• **SELECTION**:
Allyson Yorks, of Click + Stitch Embroidery in Quincy, loads a design into her stitching machine on Wednesday, Jan. 26, 2022.
Allyson Yorks, of Click + Stitch Embroidery in Quincy, loads a design into her stitching machine on Wednesday, Jan. 26, 2022.

Read her story: One stitch at a time

Whimsy abounds with Tiny Kitchen Cookie Company

A recently refinished, modern kitchen in Weymouth ia home to the colorful, messy and whimsical Tiny Kitchen Cookie Company.

From the get-go Jenn Lordan Leslie said the act of cookie decorating came naturally, but it took time to develop her own style. Some bakers use detailed earth tones, others take a minimalist approach and others still, like Leslie, lean toward bright colors that spark joy.

Read her story: Colorful, whimsical desserts come from Weymouth's Tiny Kitchen Cookie Company

This Milton florist gives back

In her Milton backyard, Jenn Goonan has spent the last several springs and summers planting a variety of flowers, perfecting her gardening and sharpening her arranging skills to make colorful bouquets. And she's gotten good at it.

"This summer I had an abundance of flowers, way too many for just myself, friends and family, and I thought, 'Maybe this is a new way to give back,'" she said.

That season of abundance led her to create Cheers to Flowers, through which she gives a bouquet to a local senior center or nursing home for every one she sells.

Read her story: Milton florist donates a bouquet to seniors for every order she fills

Salt & Branch candles are made in Quincy

Melissa Mengel launched Salt and Branch in January 2020 as a website to only buy other people's goods. Today, they also sell a line of candles Mengel hand makes in her Quincy home.

It wasn't a seamless process, she said, and she spent time experimenting with different scents, essential oils and waxes before settling on soy wax and oil blends she feels are clean burning and not overwhelming. Through her experimentation, she said she gained the confidence to market a local, quality product she was proud of.

Read her story: Quincy woman's candle company thrives in first year

Art of making paper revived in Marshfield

It's a lost art not many understand, she said, but Marshfield's Erin Merchant MacAllister said it was as if her life led her directly to the unique and complicated hobby of creating paper from natural fibers. An artist for as long as she can remember, MacAllister stumbled upon a papermaking class while studying at Boston's Museum of Fine Arts in college. Then, her grandfather offered his basement to serve as her sprawling studio.

Marshfield artisan Erin Merchant MacAllister makes paper by hand from raw materials including tree and plant fibers, banana peels and seaweed.
Marshfield artisan Erin Merchant MacAllister makes paper by hand from raw materials including tree and plant fibers, banana peels and seaweed.

Read the full story: Art of making paper revived in Marshfield

Clay earring business reinvigorates Rockland mom's creativity

Jessica Nicholson runs a small business called J. Lobes, through which she makes increasingly popular polymer clay earrings. She does all of her work at a small desk in the corner of her bedroom during her kids' naptimes and in the middle of the night – mixing her own colors in a Kitchen Aid mixer near her bed, cutting out each shape by hand and baking them in a toaster oven she keeps plugged in under her desk.

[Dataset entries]
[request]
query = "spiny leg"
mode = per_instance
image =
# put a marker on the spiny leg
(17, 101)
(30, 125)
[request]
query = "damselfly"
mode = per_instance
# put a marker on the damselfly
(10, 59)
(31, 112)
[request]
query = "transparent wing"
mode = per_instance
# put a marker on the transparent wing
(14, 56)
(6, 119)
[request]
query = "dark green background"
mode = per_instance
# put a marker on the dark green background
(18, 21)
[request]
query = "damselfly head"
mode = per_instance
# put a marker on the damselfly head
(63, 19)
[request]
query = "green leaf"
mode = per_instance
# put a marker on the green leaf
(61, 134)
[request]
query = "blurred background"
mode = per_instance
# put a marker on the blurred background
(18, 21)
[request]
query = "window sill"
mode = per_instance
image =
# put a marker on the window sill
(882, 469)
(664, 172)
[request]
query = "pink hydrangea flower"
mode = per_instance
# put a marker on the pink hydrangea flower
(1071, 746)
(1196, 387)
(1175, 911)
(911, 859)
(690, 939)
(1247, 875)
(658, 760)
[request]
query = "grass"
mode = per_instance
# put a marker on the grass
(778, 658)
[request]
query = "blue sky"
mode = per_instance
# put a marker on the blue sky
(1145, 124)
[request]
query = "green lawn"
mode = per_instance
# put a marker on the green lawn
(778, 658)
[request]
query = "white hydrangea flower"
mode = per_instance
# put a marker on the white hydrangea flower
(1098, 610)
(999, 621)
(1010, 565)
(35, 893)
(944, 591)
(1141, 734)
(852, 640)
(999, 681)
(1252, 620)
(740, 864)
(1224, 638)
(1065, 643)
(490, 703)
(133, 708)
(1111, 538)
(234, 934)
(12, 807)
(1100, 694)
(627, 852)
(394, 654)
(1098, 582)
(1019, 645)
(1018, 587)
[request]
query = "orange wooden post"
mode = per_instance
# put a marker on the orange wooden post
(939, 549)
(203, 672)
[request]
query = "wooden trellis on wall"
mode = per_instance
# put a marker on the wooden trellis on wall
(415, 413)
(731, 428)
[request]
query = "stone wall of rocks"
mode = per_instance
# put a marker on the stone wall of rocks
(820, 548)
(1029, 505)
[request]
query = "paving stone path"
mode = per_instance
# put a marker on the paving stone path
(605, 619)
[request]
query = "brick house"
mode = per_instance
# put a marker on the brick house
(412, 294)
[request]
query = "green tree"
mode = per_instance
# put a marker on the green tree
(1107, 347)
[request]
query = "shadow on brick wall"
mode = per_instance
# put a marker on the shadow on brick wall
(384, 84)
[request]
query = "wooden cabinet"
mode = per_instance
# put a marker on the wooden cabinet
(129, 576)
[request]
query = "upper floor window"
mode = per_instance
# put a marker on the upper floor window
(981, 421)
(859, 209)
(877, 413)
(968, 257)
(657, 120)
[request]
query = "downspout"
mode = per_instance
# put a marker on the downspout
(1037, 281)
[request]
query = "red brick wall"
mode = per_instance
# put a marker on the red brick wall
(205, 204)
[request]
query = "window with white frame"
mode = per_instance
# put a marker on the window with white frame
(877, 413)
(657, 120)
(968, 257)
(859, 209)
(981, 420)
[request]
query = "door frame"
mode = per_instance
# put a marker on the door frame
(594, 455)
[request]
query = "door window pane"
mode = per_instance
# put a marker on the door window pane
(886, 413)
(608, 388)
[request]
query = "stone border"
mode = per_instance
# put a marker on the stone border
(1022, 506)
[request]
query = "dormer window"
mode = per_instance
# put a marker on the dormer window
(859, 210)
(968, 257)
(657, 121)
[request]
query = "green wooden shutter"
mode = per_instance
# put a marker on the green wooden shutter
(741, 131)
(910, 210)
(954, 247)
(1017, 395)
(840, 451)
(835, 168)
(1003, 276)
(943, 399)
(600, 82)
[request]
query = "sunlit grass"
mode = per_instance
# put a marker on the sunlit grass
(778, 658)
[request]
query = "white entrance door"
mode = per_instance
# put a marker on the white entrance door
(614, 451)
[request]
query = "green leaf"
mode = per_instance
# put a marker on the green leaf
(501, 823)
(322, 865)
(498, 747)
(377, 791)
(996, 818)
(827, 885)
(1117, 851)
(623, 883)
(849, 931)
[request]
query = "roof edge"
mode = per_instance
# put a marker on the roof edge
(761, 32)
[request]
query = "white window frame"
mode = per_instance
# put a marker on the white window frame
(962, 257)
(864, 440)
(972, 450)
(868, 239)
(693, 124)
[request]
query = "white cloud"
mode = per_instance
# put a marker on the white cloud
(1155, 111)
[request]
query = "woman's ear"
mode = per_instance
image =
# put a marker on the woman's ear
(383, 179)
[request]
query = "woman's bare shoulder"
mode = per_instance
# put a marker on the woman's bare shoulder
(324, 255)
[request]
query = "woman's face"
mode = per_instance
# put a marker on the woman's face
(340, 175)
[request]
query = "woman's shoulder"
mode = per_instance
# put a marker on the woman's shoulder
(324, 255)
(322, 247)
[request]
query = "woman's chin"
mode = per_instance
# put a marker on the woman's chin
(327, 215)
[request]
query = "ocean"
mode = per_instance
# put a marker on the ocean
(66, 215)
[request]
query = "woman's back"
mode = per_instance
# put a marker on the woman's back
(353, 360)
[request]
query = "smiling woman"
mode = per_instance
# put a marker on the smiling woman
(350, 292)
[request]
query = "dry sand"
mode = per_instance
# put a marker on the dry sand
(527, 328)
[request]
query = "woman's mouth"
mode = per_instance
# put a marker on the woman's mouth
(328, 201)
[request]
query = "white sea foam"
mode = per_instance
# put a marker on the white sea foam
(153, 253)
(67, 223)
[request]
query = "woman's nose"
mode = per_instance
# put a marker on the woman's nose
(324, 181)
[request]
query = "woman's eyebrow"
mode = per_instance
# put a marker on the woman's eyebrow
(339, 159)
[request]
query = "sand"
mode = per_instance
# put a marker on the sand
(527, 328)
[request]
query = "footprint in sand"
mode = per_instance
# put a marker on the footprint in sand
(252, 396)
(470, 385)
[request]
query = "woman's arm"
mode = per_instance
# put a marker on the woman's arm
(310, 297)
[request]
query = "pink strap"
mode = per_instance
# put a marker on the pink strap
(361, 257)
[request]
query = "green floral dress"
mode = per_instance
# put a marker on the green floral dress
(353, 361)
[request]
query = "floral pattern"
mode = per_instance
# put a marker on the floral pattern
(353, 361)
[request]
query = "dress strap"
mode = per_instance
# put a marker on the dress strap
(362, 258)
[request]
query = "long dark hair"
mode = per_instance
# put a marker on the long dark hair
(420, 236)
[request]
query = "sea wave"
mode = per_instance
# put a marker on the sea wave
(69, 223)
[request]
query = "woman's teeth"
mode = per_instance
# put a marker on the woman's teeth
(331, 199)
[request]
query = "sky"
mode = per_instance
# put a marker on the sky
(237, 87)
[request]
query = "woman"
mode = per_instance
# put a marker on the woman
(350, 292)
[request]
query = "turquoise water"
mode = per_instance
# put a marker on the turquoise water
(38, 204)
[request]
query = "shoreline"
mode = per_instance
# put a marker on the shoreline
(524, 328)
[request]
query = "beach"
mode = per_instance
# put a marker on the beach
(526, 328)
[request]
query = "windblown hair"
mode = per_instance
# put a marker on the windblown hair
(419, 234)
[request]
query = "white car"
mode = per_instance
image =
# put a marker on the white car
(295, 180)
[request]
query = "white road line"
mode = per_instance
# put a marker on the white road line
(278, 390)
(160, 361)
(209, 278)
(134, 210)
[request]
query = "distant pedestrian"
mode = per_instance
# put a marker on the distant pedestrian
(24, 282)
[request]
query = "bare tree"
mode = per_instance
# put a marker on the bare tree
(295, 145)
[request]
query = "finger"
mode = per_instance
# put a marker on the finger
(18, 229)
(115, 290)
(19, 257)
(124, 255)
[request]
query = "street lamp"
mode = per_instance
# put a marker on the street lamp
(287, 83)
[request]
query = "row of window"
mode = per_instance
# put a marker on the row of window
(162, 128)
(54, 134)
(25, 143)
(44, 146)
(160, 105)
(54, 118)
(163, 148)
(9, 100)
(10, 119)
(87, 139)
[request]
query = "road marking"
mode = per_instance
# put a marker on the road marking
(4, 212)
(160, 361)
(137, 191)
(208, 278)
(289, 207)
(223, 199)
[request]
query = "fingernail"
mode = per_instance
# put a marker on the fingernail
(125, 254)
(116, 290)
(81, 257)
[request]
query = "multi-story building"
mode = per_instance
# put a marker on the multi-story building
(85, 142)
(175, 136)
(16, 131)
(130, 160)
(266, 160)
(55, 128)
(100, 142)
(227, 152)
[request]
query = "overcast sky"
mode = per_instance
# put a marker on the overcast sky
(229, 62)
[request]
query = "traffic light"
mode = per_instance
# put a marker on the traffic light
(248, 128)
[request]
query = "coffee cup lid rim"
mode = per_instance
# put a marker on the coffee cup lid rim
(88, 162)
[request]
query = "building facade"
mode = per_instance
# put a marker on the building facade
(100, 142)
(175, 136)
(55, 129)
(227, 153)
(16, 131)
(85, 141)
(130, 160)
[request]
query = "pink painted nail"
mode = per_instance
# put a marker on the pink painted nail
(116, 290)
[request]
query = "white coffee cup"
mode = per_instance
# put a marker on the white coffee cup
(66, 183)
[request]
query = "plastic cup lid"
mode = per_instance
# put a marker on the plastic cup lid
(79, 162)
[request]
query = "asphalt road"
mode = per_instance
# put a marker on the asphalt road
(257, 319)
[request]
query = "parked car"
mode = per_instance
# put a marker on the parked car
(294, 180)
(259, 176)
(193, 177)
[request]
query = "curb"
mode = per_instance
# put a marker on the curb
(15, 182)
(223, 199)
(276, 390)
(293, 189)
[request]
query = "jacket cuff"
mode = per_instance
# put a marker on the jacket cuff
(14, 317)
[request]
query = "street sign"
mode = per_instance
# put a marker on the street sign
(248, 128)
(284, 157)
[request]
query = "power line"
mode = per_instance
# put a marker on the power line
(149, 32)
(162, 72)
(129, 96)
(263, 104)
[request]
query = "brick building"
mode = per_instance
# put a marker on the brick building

• **DIRECTIVES**:
1: Print the part of the article on local makers from "This Milton florist" to "good at it.".
2: Give what comes next in the article on local makers, continuing from the point where it stops.

• **ANSWERS TO THE EXERCISE**:
1:
This Milton florist gives back

In her Milton backyard, Jenn Goonan has spent the last several springs and summers planting a variety of flowers, perfecting her gardening and sharpening her arranging skills to make colorful bouquets. And she's gotten good at it.

2:
Running a business from a single tabletop while two kids run around isn't for the faint of heart. But she says she wouldn't have it any other way.

"It's a little unorganized, but it's been working for me and it takes the pressure off," she said. "I really take my time and put a lot into it. I like keeping it small batch. It feels special and inclusive."

Read the full story: 'It's like I re-found myself'

'It reminds of the Colonial era'

Claire Hassett lives in a 200-year-old home with original wood beam ceilings, works partially out of a 19th-century, two-story barn and is just as happy to open a window and listen to birds chirping as she is to throw on a podcast.

But where her true appreciation for history and tradition shines is her artistry: weaving.

Claire Hassett, owner of Barn Door Arts in Hanover, uses a loom to weave towels, table runners and more from cotton and linen.
Claire Hassett, owner of Barn Door Arts in Hanover, uses a loom to weave towels, table runners and more from cotton and linen.

Read the full story: Artistry meets history for Hanover weaver Claire Hassett

The story of Halifax's Sweet Mama Sauce

Halifax resident Joe Ethier has put his own fresh spin on a once-niche product that has exploded in popularity and saturated the market over the last five years.

His three hot sauces all bear the Sweet Mama Sauce name but are distinctly different.

The original is sweet and has a unique flavor Ethier prefers for avocado toast, eggs and breakfast potatoes. The Black Label is made with habanero peppers and isn't overly spicy. It also lacks the fruit-forward flavor that comes with many habanero sauces. Ethier likes it on fish tacos. The Hots Mayo he puts on sandwiches, burgers and roasted vegetables.

"I really love seeing people's reactions to it. As soon as they taste it they say, 'Wow, I've never had a hot sauce like that,'" Ethier said. "That immediate reaction – they know exactly what they want to go home and put it on – makes all the hours and work worth it."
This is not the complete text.